### Provided data ###
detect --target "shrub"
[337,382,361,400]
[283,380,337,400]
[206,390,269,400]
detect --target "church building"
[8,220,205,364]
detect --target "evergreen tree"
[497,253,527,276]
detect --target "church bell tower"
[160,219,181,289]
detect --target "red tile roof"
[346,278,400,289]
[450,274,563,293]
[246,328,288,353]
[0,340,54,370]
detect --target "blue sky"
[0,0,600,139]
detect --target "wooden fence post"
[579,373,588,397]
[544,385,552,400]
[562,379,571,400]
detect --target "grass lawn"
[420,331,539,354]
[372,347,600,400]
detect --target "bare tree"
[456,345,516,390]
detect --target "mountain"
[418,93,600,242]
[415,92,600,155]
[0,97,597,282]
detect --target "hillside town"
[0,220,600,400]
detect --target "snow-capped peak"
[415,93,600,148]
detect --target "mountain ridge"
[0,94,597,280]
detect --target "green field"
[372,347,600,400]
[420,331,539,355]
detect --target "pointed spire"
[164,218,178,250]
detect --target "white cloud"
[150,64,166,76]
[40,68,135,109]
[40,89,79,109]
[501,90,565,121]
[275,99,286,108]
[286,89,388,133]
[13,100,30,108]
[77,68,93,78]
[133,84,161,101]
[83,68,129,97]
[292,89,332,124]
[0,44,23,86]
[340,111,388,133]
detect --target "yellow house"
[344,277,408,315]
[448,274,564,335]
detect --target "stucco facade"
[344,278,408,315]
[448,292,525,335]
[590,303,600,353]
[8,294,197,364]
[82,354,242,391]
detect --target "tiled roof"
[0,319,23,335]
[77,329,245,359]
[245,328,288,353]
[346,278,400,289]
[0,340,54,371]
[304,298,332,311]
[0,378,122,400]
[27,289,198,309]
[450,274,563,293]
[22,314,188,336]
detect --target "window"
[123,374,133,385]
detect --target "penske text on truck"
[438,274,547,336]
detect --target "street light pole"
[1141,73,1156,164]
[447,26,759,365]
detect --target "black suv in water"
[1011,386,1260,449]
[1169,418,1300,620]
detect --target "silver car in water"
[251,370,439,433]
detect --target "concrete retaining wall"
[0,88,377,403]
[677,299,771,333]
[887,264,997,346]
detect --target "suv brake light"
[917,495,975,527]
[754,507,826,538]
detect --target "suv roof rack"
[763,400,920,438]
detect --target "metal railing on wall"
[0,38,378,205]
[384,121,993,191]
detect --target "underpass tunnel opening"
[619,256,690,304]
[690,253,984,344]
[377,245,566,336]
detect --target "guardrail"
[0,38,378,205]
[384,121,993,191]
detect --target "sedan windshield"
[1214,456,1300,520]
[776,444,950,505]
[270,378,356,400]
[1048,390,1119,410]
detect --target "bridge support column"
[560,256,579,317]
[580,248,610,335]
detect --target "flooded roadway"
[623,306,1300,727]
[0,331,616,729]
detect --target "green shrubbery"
###
* **Exercise brief**:
Copy out the lines above, starting from the first line and ending with the line containing "[251,370,439,433]", including both.

* **Complete output**:
detect --target "shrub"
[337,382,361,400]
[283,380,337,400]
[206,390,269,400]
detect --target "church building"
[8,220,205,364]
detect --target "evergreen tree"
[497,253,527,276]
detect --target "church bell tower"
[160,219,181,289]
detect --target "red tile roof"
[346,278,400,289]
[450,274,563,293]
[246,328,288,353]
[0,340,54,370]
detect --target "blue sky"
[0,0,600,139]
detect --target "wooden fence post"
[579,373,588,397]
[544,385,552,400]
[562,379,571,400]
detect --target "grass lawn"
[420,331,539,354]
[372,347,600,400]
detect --target "bare tree"
[456,345,516,390]
detect --target "mountain"
[418,93,600,242]
[415,92,600,155]
[0,97,597,282]
detect --target "hillside town"
[0,220,600,400]
detect --target "snow-capped peak"
[415,93,600,148]
detect --target "mountain ridge"
[0,94,597,280]
detect --target "green field"
[372,347,600,400]
[420,331,539,355]
detect --target "pointed spire"
[164,218,178,250]
detect --target "white cloud"
[150,64,166,76]
[40,68,135,109]
[40,89,79,109]
[501,90,565,121]
[275,99,286,108]
[286,89,388,133]
[13,100,30,108]
[77,68,93,78]
[133,84,161,101]
[83,68,129,97]
[292,89,332,124]
[0,44,23,86]
[340,111,388,133]
detect --target "yellow house"
[344,277,408,315]
[448,274,564,335]
detect --target "stucco facade"
[344,278,408,315]
[448,292,525,335]
[590,303,600,353]
[8,294,197,364]
[82,354,242,391]
detect --target "tiled roof"
[0,319,23,335]
[77,329,245,359]
[245,328,288,353]
[346,278,400,289]
[0,340,54,371]
[304,298,332,311]
[0,378,122,400]
[27,289,198,309]
[450,274,563,293]
[22,314,188,336]
detect --target "window"
[123,374,133,385]
detect --target "penske text on truck"
[438,274,547,336]
detect --target "street light pole"
[1141,73,1156,164]
[447,26,759,365]
detect --target "black suv in water"
[1011,386,1260,449]
[1169,418,1300,620]
detect --target "silver car in water"
[251,370,439,433]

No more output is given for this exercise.